| THINGS TO DO |
(1) In the Operation Dipscam text, which FBI office carried out the initial 1980 investigation?
(2) Please reproduce word for word the part of the Operation Dipscam text starting with "Operation Dipscam was" and going on through "39 diploma mills.".

TEXT SECTION below:

= Operation Dipscam =

Operation Dipscam was a series of separate investigations conducted by the Federal Bureau of Investigation (FBI), the General Accountability Office, the Committee on Education and the Workforce, and other United States agencies from 1980 to 1991. It led to more than 20 convictions and the closing of 39 diploma mills.

Dipscam began from an initial 1980 investigation by the Charlotte Field Office of the FBI into Southeastern University of Greenville, SC and evolved into multiple investigations of diploma mills throughout the United States and abroad. During Dipscam, 40 diplomas with transcripts were purchased, 16 federal search warrants were executed, 19 Federal grand jury indictments were returned, 40 schools were dismantled, and over 20 convictions were obtained. The FBI identified over 12,500 "graduates" of these institutions from school records, including federal, state, and county employees. Seized school records indicated that many "graduates" were employed in business, education, law enforcement, and medicine.

End of TEXT SECTION.
RECORDS SHOWN below:

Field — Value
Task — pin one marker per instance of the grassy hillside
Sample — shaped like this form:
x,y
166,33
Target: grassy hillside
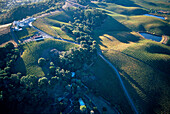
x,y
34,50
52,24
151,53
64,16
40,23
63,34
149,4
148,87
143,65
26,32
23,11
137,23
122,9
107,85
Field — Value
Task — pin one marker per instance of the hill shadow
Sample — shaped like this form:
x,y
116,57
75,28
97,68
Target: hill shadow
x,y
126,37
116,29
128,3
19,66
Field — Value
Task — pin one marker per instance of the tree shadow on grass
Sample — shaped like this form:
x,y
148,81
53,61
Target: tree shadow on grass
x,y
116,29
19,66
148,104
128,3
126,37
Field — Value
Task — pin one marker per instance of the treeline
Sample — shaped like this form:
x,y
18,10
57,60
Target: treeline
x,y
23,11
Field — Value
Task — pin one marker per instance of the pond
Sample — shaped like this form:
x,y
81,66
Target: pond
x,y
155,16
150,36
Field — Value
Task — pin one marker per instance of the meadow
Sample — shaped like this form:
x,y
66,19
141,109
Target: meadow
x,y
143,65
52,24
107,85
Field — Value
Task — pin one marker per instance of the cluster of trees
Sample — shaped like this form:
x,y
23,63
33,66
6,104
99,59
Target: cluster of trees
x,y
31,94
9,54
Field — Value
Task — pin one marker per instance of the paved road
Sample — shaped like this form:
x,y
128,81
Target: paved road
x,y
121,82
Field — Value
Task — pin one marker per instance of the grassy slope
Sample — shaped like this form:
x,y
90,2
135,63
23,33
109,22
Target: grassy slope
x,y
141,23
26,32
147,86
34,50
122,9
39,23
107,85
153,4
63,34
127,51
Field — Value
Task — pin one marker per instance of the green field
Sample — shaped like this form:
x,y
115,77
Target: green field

End of RECORDS SHOWN.
RECORDS SHOWN below:

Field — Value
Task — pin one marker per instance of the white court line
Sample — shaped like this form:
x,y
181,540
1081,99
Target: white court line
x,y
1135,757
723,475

End of RECORDS SHOWN.
RECORDS SHOWN below:

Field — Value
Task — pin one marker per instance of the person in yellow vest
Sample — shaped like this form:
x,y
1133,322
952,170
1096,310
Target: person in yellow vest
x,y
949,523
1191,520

End of RECORDS SHOWN.

| SOLUTION SET |
(1) The Charlotte Field Office of the FBI.

(2)
Operation Dipscam was a series of separate investigations conducted by the Federal Bureau of Investigation (FBI), the General Accountability Office, the Committee on Education and the Workforce, and other United States agencies from 1980 to 1991. It led to more than 20 convictions and the closing of 39 diploma mills.